Беседа закончена. Я потихоньку раскладываю по конвертам магнитофонные кассеты и проставляю на конвертах номера: 1-й, 2-й, 3-й… Моя собеседница еще какое-то время молча сидит, отложив в сторону многочисленные, вкривь и вкось исписанные, испещренные листки и листы. Смотрит задумчиво перед собой, поднимает руку к виску. Лицо заметно побледневшее. Ее последние слова были поразительно похожи на молитву…
Мне пришлось наблюдать, как в перерывах памятного декабрьского съезда к ней не раз обращались депутаты:
– Раиса Максимовна! Зачем Вам здесь сидеть? Только душу рвать! Уж тогда лучше дома, по телевизору посмотреть.
Она, разумеется, не ушла. Уже не раз писали, что она бывает практически на всех выступлениях мужа – в стране и за рубежом. На зарубежных пресс-конференциях сидит где-нибудь в первом ряду. В стране на первые ряды, под телевизионные камеры не садится, но в любом зале нет, пожалуй, у него более чуткого слушателя. Вся – мембрана. Но слышит не только его. Слышит и зал за своей спиной. Нелегкая судьба, особенно в России: быть на постоянном перекрестке – взглядов, слов, мнений.
Ее присутствие в зале он, думаю, чувствует, даже когда входит в спорщицкий азарт – а такого темпераментного оратора советская политическая сцена не знала, пожалуй, с ленинских времен, – когда, казалось бы, вообще никого, кроме своего конкретного оппонента, не видит.
«Тайна, неподвластная суду молвы…» Как и у всяких двоих. Просто у этих двоих аудитория – волею судеб – больше. А значит, и молва круче.
Когда американские журналисты однажды спросили у Горбачева, какие серьезные вопросы он обсуждает с женой, тот подумал и ответил:
– Все.

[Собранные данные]
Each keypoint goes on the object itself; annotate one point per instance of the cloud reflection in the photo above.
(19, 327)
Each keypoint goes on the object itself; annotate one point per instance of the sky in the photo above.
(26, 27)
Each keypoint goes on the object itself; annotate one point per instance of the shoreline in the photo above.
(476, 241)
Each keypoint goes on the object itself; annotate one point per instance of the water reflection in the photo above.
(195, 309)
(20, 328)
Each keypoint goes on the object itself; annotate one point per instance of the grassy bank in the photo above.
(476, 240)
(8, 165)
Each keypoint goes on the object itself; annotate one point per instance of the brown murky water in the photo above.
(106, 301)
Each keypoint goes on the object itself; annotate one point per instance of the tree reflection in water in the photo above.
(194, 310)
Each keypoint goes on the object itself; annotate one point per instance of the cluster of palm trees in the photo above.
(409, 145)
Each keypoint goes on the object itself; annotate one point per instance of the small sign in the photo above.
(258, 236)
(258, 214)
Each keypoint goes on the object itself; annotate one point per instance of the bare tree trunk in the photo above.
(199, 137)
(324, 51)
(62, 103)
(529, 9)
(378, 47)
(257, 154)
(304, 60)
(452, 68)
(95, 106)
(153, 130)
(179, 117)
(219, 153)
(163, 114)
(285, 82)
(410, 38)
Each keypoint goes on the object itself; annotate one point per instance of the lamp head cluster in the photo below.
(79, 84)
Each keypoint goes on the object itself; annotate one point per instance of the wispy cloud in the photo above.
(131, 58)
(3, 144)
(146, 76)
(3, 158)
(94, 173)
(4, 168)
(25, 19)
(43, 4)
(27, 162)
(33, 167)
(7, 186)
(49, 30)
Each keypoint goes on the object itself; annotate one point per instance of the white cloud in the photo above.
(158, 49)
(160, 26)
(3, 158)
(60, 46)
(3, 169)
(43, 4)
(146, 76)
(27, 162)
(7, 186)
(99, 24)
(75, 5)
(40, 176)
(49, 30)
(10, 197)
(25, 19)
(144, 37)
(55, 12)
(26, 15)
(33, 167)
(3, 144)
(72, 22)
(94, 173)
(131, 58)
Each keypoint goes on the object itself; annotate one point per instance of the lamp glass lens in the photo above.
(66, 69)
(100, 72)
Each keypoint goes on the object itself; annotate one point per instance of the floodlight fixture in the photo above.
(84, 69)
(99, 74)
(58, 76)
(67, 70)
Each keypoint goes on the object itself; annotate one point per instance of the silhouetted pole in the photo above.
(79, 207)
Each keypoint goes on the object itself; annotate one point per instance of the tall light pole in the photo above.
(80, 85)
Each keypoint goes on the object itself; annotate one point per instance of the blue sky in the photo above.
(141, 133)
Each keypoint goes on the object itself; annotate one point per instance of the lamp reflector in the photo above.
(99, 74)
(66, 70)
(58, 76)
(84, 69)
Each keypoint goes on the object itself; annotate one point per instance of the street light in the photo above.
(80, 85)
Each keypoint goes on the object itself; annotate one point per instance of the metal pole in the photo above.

▶ **Задачи**:
(a) Изложите отрывок о Раисе Максимовне в двух предложениях.
(b) Напишите продолжение отрывка о Раисе Максимовне, начиная сразу после ответа Горбачева «Все».

▶ **Ответы к задачам**:
(a) Раиса Максимовна бывает практически на всех выступлениях мужа в стране и за рубежом и не ушла из зала декабрьского съезда, хотя депутаты советовали ей смотреть его дома по телевизору. Когда американские журналисты спросили Горбачева, какие серьезные вопросы он обсуждает с женой, он ответил: «Все».

(b)
Не каждый бы на его месте позволил себе такую мужскую прямоту, хотя скажите откровенно: а есть ли серьезные вопросы, которые мы не обсуждаем со своими женами? Нет, конечно. Просто одни признаются в этом, другие предпочитают не признаваться, считая, что тем самым прибавляют себе в чужих глазах мужественности и самостоятельности.
Горбачев подчеркнуто рыцарственно относится к жене. Я далек от глупости считать, что это продиктовано идеями перестройки. Я не ищу здесь связи. Я просто вижу здесь символ. Знак. Хотя в России отношение к женщине, особенно к собственной жене, тоже может быть фактом перестройки и даже требовать от человека известной смелости. По крайней мере, в той России, которую сам я лучше знаю, потому что родился и вырос в ней, – нравы Запорожской Сечи в моей России пока ох как живы.
Она позволяет себе индивидуальность, что выражается прежде всего в чувстве собственного достоинства. Он же к этому чувству относится с неизменным, без нажима, уважением. Такое уважение, похоже, входит в некий кодекс чести, которому он следует с завидным самообладанием даже в тех ситуациях, когда другой давно бы сорвался в истерику. Будь я посмелее, я бы сказал, что в отношениях двух этих людей, вышедших, что называется, «из народа», есть некий аристократизм, который мне, впрочем, неоднократно доводилось наблюдать и в хороших, основательных крестьянских семьях. Назовем это интеллигентностью – применительно к нашему конституционному строю.
«Спасибо! – прочитал в одном из писем, адресованных Р. М. Горбачевой. – Благодаря Вам – и Вам в том числе – меняется образ советской женщины в стране и в мире. К ней возвращается достоинство…»
Горбачев платит своему народу чужие многолетние долги, в чем, возможно, и состоит его главная драма. В том числе платит и по векселю «человеческое достоинство».
…На прощание похвалил ее дочку, с которой познакомился, – еще и потому, что сам, грешен, определяю людей, хорошие или плохие, по одному, главному признаку: по тому, как относятся они к моим детям.
– Спасибо, – сказала она. – А хотите, расскажу одну забавную историю? Когда родилась первая внучка, мы с мужем приехали к Иришке в роддом. Заходим в вестибюль, я говорю нянечке: «Открывайте дверь пошире – бабушка приехала!» Нянечка открывает, а сама заглядывает мне за спину: «А где же бабушка?»
Карие глаза блеснули лукавством.
– Вот видите. А говорите – диета.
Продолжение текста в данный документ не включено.